> **Problem statement**: Below are records; transcribe only the line with "Crossing-audit request: pin the white" and those after it, through the last line, without any change.

::::

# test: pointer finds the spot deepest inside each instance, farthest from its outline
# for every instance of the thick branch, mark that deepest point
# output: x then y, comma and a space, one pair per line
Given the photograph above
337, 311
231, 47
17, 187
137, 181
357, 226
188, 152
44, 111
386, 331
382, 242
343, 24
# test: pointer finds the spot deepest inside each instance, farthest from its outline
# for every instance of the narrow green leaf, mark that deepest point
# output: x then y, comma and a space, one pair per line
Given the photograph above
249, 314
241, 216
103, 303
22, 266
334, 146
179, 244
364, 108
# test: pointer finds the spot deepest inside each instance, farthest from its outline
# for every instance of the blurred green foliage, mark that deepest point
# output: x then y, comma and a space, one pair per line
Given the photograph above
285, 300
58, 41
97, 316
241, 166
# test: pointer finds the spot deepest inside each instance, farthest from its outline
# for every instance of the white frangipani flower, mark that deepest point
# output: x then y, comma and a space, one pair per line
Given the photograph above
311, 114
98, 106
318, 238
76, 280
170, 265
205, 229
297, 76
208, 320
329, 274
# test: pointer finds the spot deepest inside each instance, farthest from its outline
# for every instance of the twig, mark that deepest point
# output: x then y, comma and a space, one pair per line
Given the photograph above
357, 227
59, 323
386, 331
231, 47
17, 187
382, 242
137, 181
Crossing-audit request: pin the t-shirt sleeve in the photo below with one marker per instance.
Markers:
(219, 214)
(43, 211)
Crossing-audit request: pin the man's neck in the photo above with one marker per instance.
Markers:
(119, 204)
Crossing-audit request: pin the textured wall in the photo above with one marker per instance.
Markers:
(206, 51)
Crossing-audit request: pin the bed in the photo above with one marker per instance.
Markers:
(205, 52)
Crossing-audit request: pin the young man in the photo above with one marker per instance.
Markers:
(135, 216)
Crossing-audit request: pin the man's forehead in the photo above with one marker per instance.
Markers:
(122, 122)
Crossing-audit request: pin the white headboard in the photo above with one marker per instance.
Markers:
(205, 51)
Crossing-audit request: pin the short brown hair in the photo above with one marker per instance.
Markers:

::::

> **Solution for this exercise**:
Crossing-audit request: pin the white headboard in the photo above with one marker per instance.
Markers:
(205, 51)
Crossing-audit request: pin the short brown hair in the photo above with one marker per instance.
Markers:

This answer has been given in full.